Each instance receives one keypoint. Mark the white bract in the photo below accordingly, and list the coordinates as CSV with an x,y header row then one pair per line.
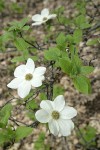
x,y
57,115
27,76
43,17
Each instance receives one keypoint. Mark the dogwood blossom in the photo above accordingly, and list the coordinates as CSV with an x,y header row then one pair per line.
x,y
57,115
27,76
43,17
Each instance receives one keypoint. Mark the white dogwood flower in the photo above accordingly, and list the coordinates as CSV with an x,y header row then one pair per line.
x,y
57,115
27,76
43,17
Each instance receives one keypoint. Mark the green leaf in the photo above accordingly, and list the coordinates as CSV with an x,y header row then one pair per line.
x,y
77,36
88,133
21,44
40,143
82,84
22,132
52,54
85,70
65,65
5,113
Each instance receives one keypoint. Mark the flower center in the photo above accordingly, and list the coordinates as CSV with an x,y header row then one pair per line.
x,y
28,76
45,18
55,115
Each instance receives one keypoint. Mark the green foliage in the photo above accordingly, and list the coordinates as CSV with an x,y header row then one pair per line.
x,y
2,5
43,96
61,41
21,44
19,25
6,136
65,65
81,6
39,144
88,133
81,22
85,70
57,90
17,8
5,113
77,36
93,42
82,84
31,105
74,68
22,132
52,54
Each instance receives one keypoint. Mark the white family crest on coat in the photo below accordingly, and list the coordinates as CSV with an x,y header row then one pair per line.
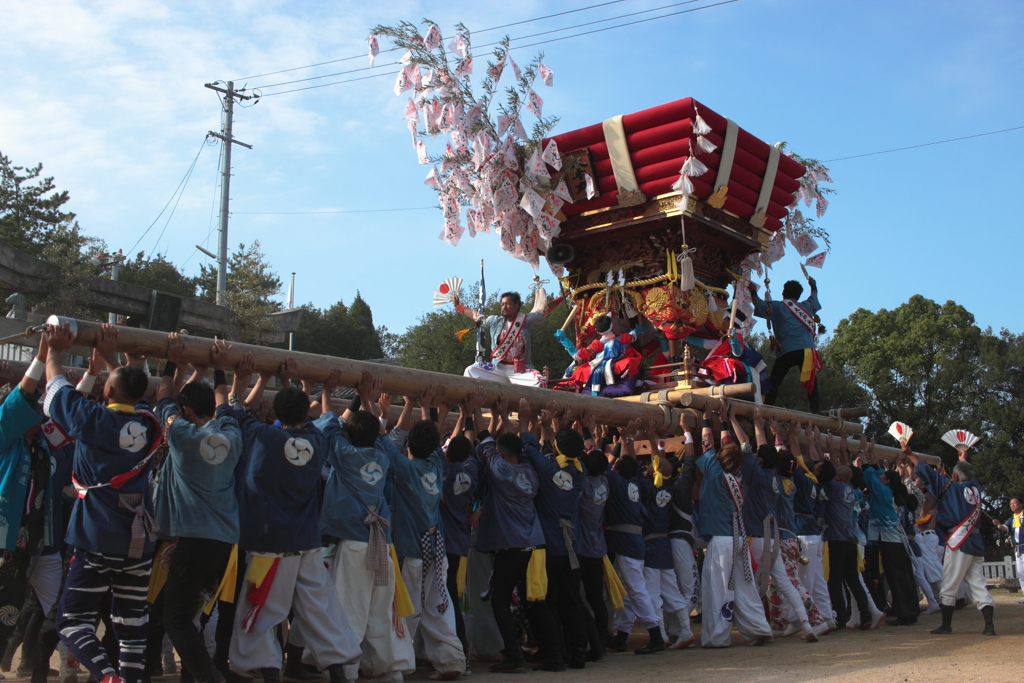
x,y
563,480
371,472
214,449
634,492
132,436
429,481
461,483
298,451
· · · · ·
→ **WHAT TO WORK ON**:
Transcribe every line in the entries above, taking out only the images.

→ **OUTPUT FOR THIS EXERCISE**:
Each instance receives one keypoint. Mark the white bract in the photo below accordingly, and list the coordinates as CSV with an x,y header row then one pair per line.
x,y
57,115
27,76
43,17
Each instance receives one keypoint. Mark the dogwood blossom in the photo above accordingly, and list the coordinates as CSV with an x,y header row then one pair per line.
x,y
57,115
27,76
43,17
Each instance receives one keypoint. Mark the white dogwood flower in the photo above accordingly, and list the coordinates as CSV with an x,y header row then one pair per line.
x,y
57,115
27,76
43,17
Each instance receives one keypoint. Mark the green leaf in the photo above accordingly, and list the coordinates as CSV with an x,y header row then one pair per line.
x,y
77,36
88,133
21,44
40,143
82,84
22,132
52,54
85,70
65,65
5,113
Each instance receives one keypoint. Mark the flower center in the photo above accordingly, and list the coordinates as CSV with an x,y header row then one pair per line.
x,y
28,76
45,18
55,115
Each instance receives one keypoint. Mark the green foliage in the photo above accordingly, and list the coordinates as CSV with an x,y header row then one pair per line.
x,y
2,5
43,96
61,41
21,44
19,25
6,136
65,65
81,6
39,144
88,133
81,22
85,70
57,90
17,8
5,113
77,36
93,42
82,84
31,105
74,68
22,132
52,54
Each instance receives one keypoint. Mark the white family crest on coat in the photo below accordingly, and list the coordinates as CSV with an x,y header row then one pair per line.
x,y
563,480
371,472
214,449
634,492
132,436
429,481
461,483
298,451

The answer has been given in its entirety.